◆ Fragmento del documento:
————————
Daniel Morales Escobar: «El Día Internacional del Migrante»

En el año 2000 la Asamblea General de las Naciones Unidas decidió proclamar el 18 de diciembre Día Internacional del Migrante, y como tal empezó a celebrarse en el 2001. Se trataba de dar apoyo internacional a una realidad cada vez más extendida, la de la emigración, y casi siempre afectada por una respuesta política y social insuficiente, cuando no vergonzosa, en cuanto al amparo de los derechos humanos de los migrantes.

Pero no quiero entrar en esa cuestión de los derechos desprotegidos ni en una tediosa explicación histórica de cuáles han sido las grandes oleadas migratorias que han afectado a nuestro país, sea como lugar de origen o como meta de destino. Pretendo hacer una visión mucho más personal. Porque, si bien es cierto que tuve la suerte de nacer en una familia no aquejada por esa situación sino, por el contrario, de las que podríamos llamar “granadinas de toda la vida” —¡entiéndase la ironía!—, es verdad también que a lo largo de mi ya larga existencia he tratado con innumerables compañeros, amigos y familiares que sí han tenido, ellos mismos o sus padres, esa durísima experiencia.

Españoles en campos de concentración franceses tras la Guerra Civil. Fuente: ABC.

He conocido a hijos de españoles que emigraron a Francia, Suiza, Alemania, Luxemburgo,… en la década de los sesenta del pasado siglo. A nietos de huidos del franquismo que terminaron asentados en Francia a perpetuidad o, incluso, muriendo en algún campo de concentración alemán durante los años dramáticos de la Segunda Guerra Mundial. Y, ya más recientemente, a jóvenes que desde la anterior crisis económica, la del 2008, buscaron en nuestros vecinos lo que nosotros no les ofrecíamos: un trabajo con unas condiciones y una remuneración dignas. Me consta que algunos se marcharon, hace muy poco, hastiados de su país.
————————
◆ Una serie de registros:
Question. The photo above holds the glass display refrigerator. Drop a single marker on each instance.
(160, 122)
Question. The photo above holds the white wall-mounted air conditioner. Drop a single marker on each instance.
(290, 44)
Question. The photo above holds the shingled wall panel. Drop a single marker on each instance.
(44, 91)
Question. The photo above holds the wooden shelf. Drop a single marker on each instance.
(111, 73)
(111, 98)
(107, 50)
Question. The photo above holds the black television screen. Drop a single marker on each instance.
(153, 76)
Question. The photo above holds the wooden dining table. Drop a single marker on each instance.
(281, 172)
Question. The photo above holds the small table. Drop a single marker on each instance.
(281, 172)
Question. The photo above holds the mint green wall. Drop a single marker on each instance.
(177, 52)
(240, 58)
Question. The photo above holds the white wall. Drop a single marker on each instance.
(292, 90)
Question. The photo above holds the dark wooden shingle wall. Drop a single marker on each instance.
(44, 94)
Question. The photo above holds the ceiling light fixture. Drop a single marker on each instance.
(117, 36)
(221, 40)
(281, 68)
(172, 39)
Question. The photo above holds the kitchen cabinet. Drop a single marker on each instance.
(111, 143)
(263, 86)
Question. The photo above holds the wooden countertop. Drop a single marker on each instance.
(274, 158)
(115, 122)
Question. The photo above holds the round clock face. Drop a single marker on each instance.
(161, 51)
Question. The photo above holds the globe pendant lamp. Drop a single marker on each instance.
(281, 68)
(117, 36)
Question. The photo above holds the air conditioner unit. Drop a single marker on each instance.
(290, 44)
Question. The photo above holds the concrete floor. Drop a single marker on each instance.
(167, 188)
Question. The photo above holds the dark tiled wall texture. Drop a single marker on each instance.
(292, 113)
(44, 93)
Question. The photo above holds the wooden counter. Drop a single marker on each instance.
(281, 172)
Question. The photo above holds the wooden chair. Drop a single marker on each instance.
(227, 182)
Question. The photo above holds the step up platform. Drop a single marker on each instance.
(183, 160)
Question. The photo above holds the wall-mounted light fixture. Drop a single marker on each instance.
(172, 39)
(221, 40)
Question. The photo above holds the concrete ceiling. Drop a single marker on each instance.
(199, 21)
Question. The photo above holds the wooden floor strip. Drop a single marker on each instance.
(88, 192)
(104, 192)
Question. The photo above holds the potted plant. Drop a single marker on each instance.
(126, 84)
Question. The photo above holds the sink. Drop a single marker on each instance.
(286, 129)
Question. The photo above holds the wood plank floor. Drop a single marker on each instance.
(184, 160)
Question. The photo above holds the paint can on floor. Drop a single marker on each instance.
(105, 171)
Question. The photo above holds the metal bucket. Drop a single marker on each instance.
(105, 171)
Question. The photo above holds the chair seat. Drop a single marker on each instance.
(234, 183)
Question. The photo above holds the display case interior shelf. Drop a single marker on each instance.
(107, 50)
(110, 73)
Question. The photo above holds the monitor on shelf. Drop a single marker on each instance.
————————
◆ Ejercicio propuesto 1:
Indica si cada afirmación concuerda con el texto sobre el Día Internacional del Migrante; responde sí o no y cita las palabras del texto que lo deciden.
(a) La Asamblea General de las Naciones Unidas proclamó el Día Internacional del Migrante en el año 2000, y su celebración comenzó en 2001.
(b) Quien escribe nació en una familia que vivió la emigración.
(c) El texto se propone explicar con detalle las grandes oleadas migratorias que han afectado a España.
◆ Ejercicio propuesto 2: Prolonga el texto sobre el Día Internacional del Migrante a partir de su última oración.

◆ Respuesta escrita 1:
(a) Sí: «En el año 2000 la Asamblea General de las Naciones Unidas decidió proclamar el 18 de diciembre Día Internacional del Migrante, y como tal empezó a celebrarse en el 2001».
(b) No: «tuve la suerte de nacer en una familia no aquejada por esa situación».
(c) No: «no quiero entrar en esa cuestión de los derechos desprotegidos ni en una tediosa explicación histórica de cuáles han sido las grandes oleadas migratorias».

◆ Respuesta escrita 2:
Las circunstancias fueron diferentes: unos se habían ido sin nada, de la noche a la mañana, porque de ello podía depender su vida. Otros, los de los sesenta, huían de la falta de trabajo y del subdesarrollo, lo que les permitía una preparación, aunque fuera solo mental, para hacer frente a lo desconocido. Los últimos en salir lo han hecho con un buen equipaje formativo y con unas garantías legales resultado de esa Unión Europea que llevamos décadas construyendo. Pero el punto de partida ha sido siempre el mismo: el éxodo necesario, nunca realmente voluntario, para alcanzar una vida como la que todos deseamos y a la que todos tenemos derecho. Que nadie se engañe: el que emigra se lanza a ello empujado por la pobreza, la persecución o la falta de oportunidades. Y deja mucho en su tierra: la familia, los amigos, su casa, su pueblo y su ámbito natural, al que seguramente quiere volver lo antes posible ¡si es que es posible!

Emigrantes españoles con sus maletas alineadas. Fuente: IDEAL

Por eso no entiendo la postura xenófoba y racista de los que odian al inmigrante. Parece mentira que en un país que tantas veces ha sufrido la marcha de compatriotas a lugares lejanos se defiendan posturas tan hostiles a los que vienen buscando lo que nosotros numerosas veces hemos tenido que buscar. Y no me sirve el argumento, falaz, de que en nuestro caso íbamos con papeles mientras que los que vienen lo hacen sin ellos. Primero porque no siempre fue así. Segundo, y sobre todo, porque en la huida no se entiende de papeles, sino solo de salvar la vida amenazada por la persecución, la guerra o la pobreza.

Por otro lado, recuerdo cuál fue mi primer conocimiento de la inmigración. En el bloque de pisos en el que pasé mi infancia y juventud había, en el primero, una pensión modesta con numerosas habitaciones. Tenía por nombre el apellido de su propietario y llegó un momento en que sus hospedados empezaron a ser solo personas de color que a todas horas entraban y salían por el portal cargados con los bártulos para montar puestos de venta callejeros. Cada vez parecían más, porque siempre te encontrabas con alguien que llegaba o que abandonaba el edificio en ese momento. Empezamos a preguntarnos cuántos se alojarían en cada habitación y a temer que fueran muchos más de los recomendables para todos y de los legalmente permitidos al establecimiento. Nos preocupaba, también, que en el patio comunitario al que se accedía desde la pensión se veían, conforme pasaba el tiempo, más bombonas de butano, lo que relacionábamos con el penetrante olor a comida que constantemente había en esa planta ya que, además, las puertas de la pensión estaban siempre abiertas.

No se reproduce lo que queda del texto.